start Data shown

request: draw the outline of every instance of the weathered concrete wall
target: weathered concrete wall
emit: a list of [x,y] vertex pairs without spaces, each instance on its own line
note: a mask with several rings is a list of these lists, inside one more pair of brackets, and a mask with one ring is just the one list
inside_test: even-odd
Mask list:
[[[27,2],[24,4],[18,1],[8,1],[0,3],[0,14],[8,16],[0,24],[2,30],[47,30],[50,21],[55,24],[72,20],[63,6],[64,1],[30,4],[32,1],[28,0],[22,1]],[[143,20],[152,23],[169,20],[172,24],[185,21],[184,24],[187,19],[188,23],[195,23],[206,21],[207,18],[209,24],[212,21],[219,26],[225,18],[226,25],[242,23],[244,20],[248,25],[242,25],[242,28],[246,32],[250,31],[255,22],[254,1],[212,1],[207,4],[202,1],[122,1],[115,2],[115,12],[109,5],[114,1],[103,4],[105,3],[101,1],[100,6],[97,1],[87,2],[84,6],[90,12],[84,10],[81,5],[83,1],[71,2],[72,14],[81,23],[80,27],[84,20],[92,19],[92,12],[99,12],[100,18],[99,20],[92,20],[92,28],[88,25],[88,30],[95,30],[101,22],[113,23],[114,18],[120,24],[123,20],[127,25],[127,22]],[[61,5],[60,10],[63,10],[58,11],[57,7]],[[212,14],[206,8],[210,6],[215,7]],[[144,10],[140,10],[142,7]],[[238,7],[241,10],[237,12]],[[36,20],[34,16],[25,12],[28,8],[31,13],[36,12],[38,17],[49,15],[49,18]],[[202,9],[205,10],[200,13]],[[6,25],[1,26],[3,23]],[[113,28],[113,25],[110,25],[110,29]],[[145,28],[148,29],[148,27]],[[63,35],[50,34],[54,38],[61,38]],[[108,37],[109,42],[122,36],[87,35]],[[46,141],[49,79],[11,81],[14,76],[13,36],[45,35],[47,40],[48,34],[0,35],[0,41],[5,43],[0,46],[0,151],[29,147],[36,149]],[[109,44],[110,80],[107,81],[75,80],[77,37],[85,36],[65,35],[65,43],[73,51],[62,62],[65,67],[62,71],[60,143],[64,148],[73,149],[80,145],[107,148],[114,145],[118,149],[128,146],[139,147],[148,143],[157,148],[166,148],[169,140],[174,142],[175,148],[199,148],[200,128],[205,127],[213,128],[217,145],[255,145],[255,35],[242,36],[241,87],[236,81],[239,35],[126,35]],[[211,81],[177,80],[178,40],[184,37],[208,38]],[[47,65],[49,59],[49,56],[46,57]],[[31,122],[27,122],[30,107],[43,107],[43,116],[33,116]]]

end Data shown
start Data shown

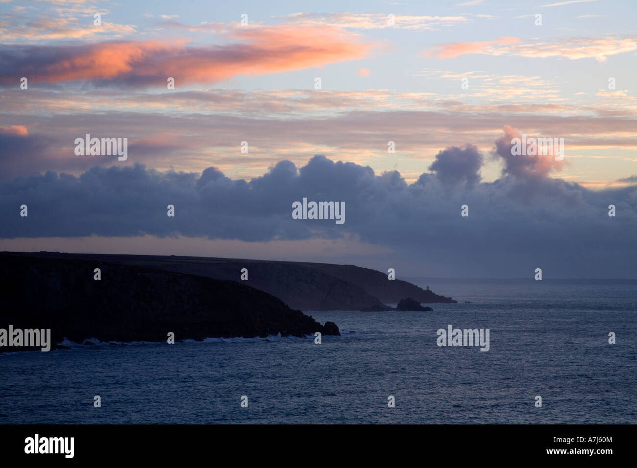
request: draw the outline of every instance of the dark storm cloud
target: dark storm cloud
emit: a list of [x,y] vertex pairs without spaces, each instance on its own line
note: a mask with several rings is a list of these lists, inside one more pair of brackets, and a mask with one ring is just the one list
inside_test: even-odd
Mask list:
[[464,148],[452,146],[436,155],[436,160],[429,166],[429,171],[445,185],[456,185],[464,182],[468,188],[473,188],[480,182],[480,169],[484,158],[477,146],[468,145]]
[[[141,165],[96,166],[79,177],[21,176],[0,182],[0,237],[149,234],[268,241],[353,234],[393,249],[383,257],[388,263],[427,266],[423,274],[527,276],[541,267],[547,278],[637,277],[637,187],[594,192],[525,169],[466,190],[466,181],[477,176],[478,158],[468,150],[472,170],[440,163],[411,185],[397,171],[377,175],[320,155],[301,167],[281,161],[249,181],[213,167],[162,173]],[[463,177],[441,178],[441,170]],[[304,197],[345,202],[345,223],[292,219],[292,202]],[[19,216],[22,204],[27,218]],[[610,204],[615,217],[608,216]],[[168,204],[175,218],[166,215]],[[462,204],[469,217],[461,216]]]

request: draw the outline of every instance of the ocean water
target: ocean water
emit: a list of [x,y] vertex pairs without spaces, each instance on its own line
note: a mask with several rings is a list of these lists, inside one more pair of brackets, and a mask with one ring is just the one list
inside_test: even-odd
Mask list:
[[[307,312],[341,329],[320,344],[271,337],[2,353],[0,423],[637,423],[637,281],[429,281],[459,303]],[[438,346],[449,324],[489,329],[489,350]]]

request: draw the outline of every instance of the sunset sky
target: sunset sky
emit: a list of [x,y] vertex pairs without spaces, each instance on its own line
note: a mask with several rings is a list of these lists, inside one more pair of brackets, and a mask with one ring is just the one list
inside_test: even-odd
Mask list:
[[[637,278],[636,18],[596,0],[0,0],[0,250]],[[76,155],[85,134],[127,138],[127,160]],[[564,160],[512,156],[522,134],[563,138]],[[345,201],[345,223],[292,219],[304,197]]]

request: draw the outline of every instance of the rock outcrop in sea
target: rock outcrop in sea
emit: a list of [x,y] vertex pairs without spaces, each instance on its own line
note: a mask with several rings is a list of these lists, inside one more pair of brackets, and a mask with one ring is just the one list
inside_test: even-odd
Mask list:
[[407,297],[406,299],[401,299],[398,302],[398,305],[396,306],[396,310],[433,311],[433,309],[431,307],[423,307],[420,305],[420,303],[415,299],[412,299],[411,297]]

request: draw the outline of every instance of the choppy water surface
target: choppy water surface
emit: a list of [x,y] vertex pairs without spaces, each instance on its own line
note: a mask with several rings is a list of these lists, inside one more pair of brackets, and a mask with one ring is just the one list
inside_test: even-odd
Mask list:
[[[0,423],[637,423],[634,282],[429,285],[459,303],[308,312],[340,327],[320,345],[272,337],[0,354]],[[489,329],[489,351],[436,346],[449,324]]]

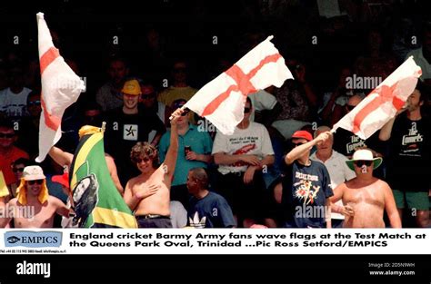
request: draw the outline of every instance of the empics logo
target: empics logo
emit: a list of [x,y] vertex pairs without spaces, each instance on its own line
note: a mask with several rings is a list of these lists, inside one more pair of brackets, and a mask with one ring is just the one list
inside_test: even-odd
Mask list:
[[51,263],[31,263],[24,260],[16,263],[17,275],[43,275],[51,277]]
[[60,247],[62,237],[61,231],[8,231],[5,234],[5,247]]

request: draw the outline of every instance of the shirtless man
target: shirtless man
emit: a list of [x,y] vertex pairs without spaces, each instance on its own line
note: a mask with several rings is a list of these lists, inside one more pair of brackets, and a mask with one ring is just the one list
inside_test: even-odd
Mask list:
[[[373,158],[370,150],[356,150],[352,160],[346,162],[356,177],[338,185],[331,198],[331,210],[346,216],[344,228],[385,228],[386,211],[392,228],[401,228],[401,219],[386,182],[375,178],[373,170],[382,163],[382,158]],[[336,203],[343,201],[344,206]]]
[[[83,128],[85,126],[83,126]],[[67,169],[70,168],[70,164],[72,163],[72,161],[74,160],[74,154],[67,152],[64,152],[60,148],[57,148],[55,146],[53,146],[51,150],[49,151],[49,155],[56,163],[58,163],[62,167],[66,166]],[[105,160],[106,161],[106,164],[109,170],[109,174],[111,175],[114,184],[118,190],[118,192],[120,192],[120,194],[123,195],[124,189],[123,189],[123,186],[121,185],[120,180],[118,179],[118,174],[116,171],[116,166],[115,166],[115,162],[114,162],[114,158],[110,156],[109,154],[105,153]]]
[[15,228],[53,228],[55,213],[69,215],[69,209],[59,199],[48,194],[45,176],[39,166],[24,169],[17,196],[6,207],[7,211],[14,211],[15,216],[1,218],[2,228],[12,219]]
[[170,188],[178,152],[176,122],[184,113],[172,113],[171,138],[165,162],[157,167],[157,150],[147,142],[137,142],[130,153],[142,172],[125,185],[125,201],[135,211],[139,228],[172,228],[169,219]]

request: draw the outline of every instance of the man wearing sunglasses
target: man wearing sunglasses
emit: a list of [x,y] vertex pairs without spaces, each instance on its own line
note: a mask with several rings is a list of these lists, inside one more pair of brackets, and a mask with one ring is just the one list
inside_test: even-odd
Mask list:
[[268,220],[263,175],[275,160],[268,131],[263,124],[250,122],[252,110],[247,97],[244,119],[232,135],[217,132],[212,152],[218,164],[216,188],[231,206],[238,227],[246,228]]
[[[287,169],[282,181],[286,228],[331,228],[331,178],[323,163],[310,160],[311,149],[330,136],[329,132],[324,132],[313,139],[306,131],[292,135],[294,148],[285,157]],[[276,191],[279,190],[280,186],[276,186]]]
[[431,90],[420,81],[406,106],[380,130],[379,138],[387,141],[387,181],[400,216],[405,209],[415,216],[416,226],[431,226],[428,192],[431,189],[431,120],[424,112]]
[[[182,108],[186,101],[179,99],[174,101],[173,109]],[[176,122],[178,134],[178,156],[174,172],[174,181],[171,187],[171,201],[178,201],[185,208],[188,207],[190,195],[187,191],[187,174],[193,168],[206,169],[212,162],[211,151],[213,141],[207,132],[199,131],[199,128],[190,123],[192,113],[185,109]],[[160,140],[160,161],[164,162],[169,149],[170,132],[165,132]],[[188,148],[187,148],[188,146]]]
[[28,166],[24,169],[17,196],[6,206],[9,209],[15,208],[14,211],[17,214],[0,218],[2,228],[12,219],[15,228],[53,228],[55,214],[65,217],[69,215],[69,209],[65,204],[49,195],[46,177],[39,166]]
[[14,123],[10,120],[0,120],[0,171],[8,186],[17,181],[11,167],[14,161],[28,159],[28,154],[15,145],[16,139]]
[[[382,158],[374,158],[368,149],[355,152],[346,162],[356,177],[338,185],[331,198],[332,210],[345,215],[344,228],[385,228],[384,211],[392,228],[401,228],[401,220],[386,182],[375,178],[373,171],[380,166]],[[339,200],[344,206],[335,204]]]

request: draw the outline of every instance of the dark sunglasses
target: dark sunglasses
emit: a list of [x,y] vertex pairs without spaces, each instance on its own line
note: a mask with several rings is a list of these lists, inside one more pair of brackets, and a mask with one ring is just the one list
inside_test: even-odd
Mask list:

end Data shown

[To be done]: Reproduce the records from the line containing "request: draw the outline of every instance of the rock" through the line containing "[[60,247],[62,237],[61,231],[8,231],[5,234],[5,247]]", with both end lines included. Leave out any pictures.

[Result below]:
request: draw the outline of every instance of the rock outcrop in sea
target: rock outcrop in sea
emit: a list of [x,y] vertex pairs without spaces, each instance on its own line
note: a mask with several rings is a list of these lists, inside one more pair of brackets, and a mask with one ring is just the one list
inside_test: even-odd
Mask list:
[[407,297],[406,299],[401,299],[398,302],[398,305],[396,306],[396,310],[433,311],[433,309],[431,307],[423,307],[420,305],[420,303],[415,299],[412,299],[411,297]]

request: draw the outline of every instance of the choppy water surface
target: choppy water surface
emit: a list of [x,y] vertex pairs without spaces, each instance on its own line
note: a mask with several rings is a list of these lists, inside one more pair of brackets, and a mask with one ring is just the one list
inside_test: even-odd
Mask list:
[[[0,423],[637,423],[634,282],[429,285],[459,303],[308,312],[340,327],[320,345],[272,337],[0,354]],[[489,329],[489,351],[436,346],[449,324]]]

request: draw the outline of every instance of the empics logo
target: empics logo
emit: a list of [x,y] vertex pairs without spaces, each instance on its own line
note: a mask with several rings is a list of these lists, inside one more pair of brackets, and a mask with one ring is just the one list
inside_test: even-odd
Mask list:
[[51,263],[31,263],[24,260],[16,263],[17,275],[43,275],[51,277]]
[[60,247],[62,237],[61,231],[8,231],[5,234],[5,247]]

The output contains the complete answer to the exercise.